● **SET PROBLEM**: In the records below, take everything from the line containing "Task: locate the white plate" down to the line containing "column 453, row 416", including both. Arrange those lines as a JSON list of strings, with one string per line and no blank lines.

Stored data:
──────
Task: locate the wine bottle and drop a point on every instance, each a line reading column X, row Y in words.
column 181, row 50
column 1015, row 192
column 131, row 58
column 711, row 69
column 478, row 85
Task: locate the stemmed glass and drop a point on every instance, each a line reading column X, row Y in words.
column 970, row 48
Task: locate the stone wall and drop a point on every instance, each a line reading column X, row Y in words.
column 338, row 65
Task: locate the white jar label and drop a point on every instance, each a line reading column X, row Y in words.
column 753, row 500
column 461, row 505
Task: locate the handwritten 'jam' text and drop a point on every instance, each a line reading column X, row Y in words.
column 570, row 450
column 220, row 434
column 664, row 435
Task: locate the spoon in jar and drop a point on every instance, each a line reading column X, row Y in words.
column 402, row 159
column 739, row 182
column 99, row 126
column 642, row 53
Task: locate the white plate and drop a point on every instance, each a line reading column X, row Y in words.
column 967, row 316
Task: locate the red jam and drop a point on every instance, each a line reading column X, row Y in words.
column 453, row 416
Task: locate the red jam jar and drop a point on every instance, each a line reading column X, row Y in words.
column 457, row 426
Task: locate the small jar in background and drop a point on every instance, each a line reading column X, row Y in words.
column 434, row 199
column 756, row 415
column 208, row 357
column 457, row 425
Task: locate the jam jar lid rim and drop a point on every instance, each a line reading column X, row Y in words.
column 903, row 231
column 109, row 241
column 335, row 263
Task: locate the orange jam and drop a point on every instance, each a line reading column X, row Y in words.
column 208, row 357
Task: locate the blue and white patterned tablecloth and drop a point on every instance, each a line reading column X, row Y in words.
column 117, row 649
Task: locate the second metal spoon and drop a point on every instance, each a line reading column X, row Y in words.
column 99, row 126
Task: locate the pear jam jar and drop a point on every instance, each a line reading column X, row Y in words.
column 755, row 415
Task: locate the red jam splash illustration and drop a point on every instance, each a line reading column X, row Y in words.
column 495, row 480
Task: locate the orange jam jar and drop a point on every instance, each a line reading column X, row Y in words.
──────
● **EXERCISE ANSWER**:
[
  "Task: locate the white plate and drop a point on every instance, each a line reading column X, row Y in words.",
  "column 967, row 316",
  "Task: locate the red jam and drop a point on every instance, each a line reading column X, row Y in words.",
  "column 453, row 416"
]